**Selection**
<<<<

Re: SIGSEGV in /bin/sh after r322740 -> r322776 update

From: Hartmann, O. <ohartmann_at_walstatt.org>
Date: Tue, 22 Aug 2017 20:08:57 +0200
On Tue, 22 Aug 2017 06:38:36 -0700
David Wolfskill <david_at_catwhisker.org> wrote:

I also ran into this problem after "upgrading" to r322769 and now I
have on ALL systems, I did this "upgrade", a wrecked system which isn't
even capable of compiling a new kernel or world. 

I can understand that something weird and havoc can happen on systems
running CURRENT with customised kernels, also some hidden problems, but
this serious problem occurs even on vanilla GENERIC systems up to
r322798! I just tried to cleandir everything and rebuild world and
kernel which is on some slow boxes a pain in the arse (and I always
thought LLVM/CLANG's goal was to shorten compile cycles ... the
opposite seems the fact, by the way).

The arising question is with view to GENERIC: do those changes even get
tested on real hardware or is it all theory/virtual when commited?

Just a question. I'm awaiting this patch in the hope I can rebuild
everything to normal.

Thanks,

oh

> On Tue, Aug 22, 2017 at 04:19:58PM +0300, Konstantin Belousov wrote:
> > ...

>>>>

**Provided information**
<<<<

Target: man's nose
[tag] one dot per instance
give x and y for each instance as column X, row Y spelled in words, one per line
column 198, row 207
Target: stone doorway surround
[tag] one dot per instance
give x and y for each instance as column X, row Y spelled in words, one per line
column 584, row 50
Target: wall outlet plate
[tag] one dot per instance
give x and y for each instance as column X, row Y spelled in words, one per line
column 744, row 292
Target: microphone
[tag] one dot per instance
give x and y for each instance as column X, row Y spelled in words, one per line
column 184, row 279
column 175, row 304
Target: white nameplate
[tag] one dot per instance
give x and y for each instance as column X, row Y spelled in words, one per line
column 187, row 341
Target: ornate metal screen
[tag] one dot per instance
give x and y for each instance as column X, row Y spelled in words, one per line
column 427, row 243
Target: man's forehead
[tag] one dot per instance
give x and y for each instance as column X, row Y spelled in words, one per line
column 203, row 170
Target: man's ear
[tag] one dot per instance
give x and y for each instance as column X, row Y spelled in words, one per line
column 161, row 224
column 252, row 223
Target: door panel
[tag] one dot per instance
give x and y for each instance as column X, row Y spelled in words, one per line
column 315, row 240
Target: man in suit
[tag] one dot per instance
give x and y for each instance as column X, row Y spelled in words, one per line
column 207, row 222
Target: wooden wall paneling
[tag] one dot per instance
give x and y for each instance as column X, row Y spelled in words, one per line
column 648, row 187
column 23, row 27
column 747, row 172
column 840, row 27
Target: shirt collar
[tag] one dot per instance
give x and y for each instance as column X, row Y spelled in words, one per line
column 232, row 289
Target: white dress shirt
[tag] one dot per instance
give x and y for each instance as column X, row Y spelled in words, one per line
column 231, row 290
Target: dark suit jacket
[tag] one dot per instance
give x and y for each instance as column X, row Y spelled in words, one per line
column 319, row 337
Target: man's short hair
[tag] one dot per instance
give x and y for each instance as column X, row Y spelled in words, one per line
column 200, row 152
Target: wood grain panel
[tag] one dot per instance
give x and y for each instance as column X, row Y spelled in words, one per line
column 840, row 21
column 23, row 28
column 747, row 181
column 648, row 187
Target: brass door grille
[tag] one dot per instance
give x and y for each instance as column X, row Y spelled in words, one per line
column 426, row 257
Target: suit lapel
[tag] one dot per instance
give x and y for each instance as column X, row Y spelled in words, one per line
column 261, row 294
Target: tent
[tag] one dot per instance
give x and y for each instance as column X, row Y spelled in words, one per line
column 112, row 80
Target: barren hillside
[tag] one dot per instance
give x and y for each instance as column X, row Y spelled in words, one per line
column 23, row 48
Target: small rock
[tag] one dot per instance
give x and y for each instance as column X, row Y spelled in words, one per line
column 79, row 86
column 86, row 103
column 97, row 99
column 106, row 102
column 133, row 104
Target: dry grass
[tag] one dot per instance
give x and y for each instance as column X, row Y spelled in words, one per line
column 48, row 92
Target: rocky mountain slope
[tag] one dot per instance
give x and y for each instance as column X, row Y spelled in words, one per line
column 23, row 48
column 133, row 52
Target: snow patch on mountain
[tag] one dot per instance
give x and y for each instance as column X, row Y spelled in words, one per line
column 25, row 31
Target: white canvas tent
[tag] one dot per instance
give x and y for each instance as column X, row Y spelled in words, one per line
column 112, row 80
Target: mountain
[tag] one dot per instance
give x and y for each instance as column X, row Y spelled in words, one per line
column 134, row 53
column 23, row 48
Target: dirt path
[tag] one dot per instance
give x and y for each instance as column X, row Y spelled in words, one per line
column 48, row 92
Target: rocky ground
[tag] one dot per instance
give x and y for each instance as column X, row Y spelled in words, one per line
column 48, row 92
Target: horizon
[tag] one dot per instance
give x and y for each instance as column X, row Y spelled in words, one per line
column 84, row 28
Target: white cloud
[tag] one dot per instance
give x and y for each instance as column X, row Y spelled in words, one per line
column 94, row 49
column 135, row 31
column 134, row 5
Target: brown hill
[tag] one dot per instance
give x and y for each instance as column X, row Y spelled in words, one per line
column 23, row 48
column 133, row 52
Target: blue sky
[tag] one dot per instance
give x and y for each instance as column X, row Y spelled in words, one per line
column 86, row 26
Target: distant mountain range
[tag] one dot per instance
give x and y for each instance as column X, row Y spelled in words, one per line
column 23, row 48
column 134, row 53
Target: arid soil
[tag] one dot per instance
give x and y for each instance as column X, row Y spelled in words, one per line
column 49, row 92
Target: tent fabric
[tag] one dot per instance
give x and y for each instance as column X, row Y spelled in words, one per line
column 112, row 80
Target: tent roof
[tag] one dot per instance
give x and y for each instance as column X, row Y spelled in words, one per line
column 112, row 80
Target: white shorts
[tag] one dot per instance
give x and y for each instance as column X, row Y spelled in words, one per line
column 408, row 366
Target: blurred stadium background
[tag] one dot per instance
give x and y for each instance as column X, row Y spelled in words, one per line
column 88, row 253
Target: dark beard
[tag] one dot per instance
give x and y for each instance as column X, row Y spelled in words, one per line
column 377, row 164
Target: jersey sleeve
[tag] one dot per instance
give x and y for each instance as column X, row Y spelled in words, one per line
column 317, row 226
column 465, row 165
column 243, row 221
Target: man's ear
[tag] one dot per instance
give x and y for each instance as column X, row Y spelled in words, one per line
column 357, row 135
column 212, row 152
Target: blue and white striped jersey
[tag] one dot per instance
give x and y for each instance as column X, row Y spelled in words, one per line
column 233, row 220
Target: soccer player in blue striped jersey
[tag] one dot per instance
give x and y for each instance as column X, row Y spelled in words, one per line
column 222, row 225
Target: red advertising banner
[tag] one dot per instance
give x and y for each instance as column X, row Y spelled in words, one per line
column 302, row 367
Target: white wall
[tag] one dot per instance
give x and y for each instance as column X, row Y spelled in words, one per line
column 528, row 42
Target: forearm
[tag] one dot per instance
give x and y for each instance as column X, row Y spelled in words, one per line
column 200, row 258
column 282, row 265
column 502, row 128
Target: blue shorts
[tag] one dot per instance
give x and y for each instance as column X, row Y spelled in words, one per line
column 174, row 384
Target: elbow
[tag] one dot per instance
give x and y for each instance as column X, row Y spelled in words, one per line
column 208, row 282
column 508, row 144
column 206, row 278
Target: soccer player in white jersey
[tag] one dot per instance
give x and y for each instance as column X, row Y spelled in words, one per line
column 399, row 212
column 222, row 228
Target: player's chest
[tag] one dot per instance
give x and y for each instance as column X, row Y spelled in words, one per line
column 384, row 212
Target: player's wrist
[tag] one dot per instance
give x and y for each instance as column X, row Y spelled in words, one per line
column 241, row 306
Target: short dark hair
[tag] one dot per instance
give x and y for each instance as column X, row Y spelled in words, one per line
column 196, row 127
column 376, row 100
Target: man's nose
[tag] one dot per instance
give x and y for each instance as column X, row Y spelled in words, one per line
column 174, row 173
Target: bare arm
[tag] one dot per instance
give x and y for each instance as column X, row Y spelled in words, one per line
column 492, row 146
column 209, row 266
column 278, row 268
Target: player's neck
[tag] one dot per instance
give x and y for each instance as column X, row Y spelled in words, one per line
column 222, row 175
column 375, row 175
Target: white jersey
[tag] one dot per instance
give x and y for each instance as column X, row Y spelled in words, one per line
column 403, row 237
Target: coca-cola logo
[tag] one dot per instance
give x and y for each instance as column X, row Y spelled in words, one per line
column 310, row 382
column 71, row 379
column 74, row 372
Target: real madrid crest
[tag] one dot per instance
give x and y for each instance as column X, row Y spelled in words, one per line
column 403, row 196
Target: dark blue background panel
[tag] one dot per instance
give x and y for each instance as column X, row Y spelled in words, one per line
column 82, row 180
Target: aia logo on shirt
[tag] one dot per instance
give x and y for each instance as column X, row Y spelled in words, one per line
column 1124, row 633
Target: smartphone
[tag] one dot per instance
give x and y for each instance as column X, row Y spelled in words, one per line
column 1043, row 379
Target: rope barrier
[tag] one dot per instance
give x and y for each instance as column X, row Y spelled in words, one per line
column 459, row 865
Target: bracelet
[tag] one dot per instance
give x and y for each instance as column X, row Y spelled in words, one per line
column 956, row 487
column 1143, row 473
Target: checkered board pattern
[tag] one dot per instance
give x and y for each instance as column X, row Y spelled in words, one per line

>>>>

**What is expected**
In the mailing-list post about the /bin/sh SIGSEGV, up to which revision does the writer say the problem occurs even on vanilla GENERIC systems?

**Exercise output**
r322798